Sağlanan Metin:
- - -
Logo

1. Hukuk Dairesi2021/1201 E. 2022/714 K.

Yapay Zeka Özeti

Uyuşmazlık: Davalıların, davacı şirkete ait taşınmazı vekalet görevinin kötüye kullanılması suretiyle düşük bir bedelle devraldıkları iddiasıyla açılan tapu iptali ve tescil davasında, vekalet görevinin kötüye kullanılıp kullanılmadığı hususu.

Gerekçe ve Sonuç: Vekalet görevinin kötüye kullanıldığına dair davacı tarafından ileri sürülen iddiaların ispatlanamaması ve taşınmaz satışının davacı şirket yetkilisinin bilgisi dahilinde ve bedeli ödenerek gerçekleştirilmiş olması gözetilerek, yerel mahkemenin davayı reddeden kararının onanmasına karar verilmiştir.

Karar Metni

"İçtihat Metni"
- - -
Çıkarılan Veriler:
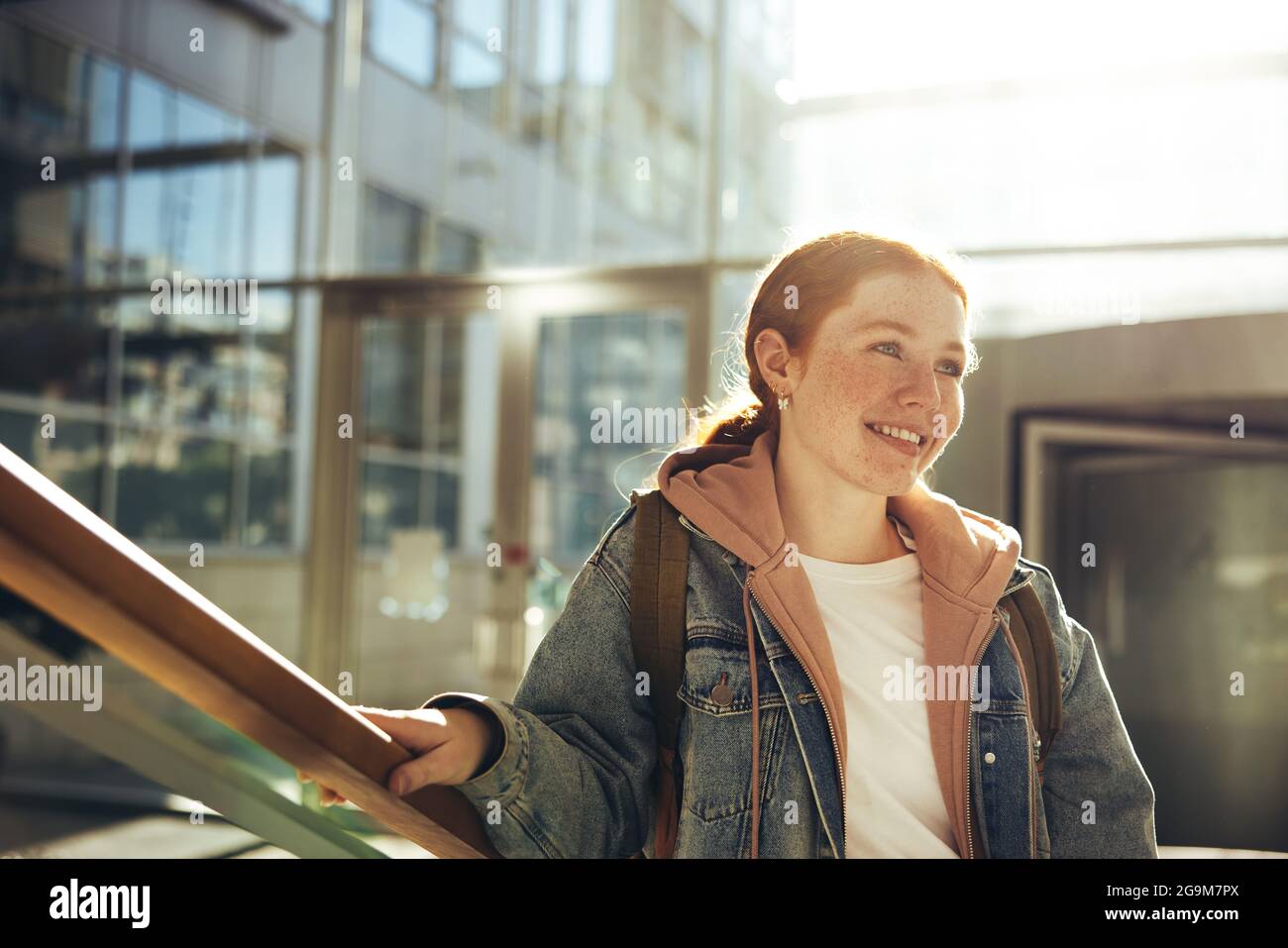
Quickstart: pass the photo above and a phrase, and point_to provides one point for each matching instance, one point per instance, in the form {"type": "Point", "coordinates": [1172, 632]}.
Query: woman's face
{"type": "Point", "coordinates": [862, 371]}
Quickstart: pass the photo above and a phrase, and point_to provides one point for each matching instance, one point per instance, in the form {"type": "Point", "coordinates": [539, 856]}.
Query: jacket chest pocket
{"type": "Point", "coordinates": [715, 727]}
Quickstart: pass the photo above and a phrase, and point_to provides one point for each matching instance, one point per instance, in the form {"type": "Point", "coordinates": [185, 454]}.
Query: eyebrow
{"type": "Point", "coordinates": [909, 331]}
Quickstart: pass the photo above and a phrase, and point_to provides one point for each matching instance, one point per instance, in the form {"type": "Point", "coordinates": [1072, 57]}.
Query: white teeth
{"type": "Point", "coordinates": [898, 433]}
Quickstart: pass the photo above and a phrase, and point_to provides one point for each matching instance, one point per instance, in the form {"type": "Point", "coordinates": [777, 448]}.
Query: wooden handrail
{"type": "Point", "coordinates": [68, 563]}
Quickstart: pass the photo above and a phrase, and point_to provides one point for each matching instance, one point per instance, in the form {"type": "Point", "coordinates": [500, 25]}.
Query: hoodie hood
{"type": "Point", "coordinates": [966, 558]}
- - -
Görev:
Lütfen sağlanan metne göre şu soruları yanıtlayın:
(a) Karar hangi daireye aittir?
(b) İddiaya göre davalılar taşınmazı nasıl bir bedelle devralmıştır?
(c) Yerel mahkemenin davayı reddeden kararı hakkında ne karar verilmiştir?
Girdilerin bu işte hiçbir rolü yoktur.

Yanıt:
(a) 1. Hukuk Dairesi.
(b) Düşük bir bedelle.
(c) Kararın onanmasına karar verilmiştir.